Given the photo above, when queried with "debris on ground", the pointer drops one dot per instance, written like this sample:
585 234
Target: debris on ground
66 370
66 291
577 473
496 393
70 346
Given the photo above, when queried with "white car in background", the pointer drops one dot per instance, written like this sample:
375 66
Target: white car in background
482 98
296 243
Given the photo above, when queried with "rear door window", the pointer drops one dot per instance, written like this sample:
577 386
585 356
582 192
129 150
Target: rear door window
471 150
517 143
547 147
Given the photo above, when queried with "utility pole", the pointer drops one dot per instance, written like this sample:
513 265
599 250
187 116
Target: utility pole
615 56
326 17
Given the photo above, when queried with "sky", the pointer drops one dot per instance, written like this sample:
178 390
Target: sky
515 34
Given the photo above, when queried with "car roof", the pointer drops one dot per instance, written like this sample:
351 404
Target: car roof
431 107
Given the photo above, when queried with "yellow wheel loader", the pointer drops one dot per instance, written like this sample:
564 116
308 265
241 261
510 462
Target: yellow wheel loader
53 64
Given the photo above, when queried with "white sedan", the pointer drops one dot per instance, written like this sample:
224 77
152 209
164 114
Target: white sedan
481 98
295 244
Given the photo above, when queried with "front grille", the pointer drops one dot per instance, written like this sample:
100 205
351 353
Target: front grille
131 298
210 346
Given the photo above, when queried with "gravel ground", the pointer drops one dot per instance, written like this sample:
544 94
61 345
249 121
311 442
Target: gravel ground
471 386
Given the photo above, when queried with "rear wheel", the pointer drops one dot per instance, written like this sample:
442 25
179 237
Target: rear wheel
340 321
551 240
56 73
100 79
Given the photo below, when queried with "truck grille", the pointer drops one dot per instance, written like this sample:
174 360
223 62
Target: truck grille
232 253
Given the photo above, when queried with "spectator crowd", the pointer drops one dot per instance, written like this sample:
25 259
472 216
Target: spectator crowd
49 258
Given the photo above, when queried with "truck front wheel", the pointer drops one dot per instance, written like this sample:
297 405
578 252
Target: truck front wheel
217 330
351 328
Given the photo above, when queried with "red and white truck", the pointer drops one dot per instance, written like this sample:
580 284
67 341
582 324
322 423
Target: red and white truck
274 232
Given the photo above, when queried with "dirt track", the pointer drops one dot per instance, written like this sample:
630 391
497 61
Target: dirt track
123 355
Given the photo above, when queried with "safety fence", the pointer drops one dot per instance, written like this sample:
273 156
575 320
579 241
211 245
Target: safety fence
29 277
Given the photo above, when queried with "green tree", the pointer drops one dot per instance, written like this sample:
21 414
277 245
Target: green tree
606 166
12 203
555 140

▶ Task details:
Reproduce exactly the line containing "Given the photo below, when" and every line after it through the end of the records above, and nothing else.

▶ Response:
Given the photo below, when queried with "truck grille", the pointer drops one dot per instance, written like this sample:
174 360
223 62
Target: truck grille
232 253
Given the photo above, when queried with "spectator crowd", the pointer drops one dot per instance, written like this sample:
25 259
472 216
Target: spectator crowd
49 258
Given the photo above, when queried with "truck front wheel", the pointer drops one dot per instance, written like this sample:
297 405
578 252
Target: truck front wheel
217 330
351 328
Given the photo above, when queried with "red and white truck", the pointer drops one dot per instance, written like this sample:
580 284
67 341
582 324
322 423
Target: red and white truck
274 232
Given the photo above, when queried with "dirt track", the pointer drops one dot per instance, written like this sample:
630 391
497 61
Target: dirt track
123 355
Given the photo above, when queried with "safety fence", the pointer drops one dot per instance, written like this sample:
273 156
575 320
579 241
211 245
Target: safety fence
29 277
Given the photo above, when queried with "green tree", the pointer drops one dot per instance, written like this sample:
21 414
277 245
Target: green tree
606 166
12 203
555 140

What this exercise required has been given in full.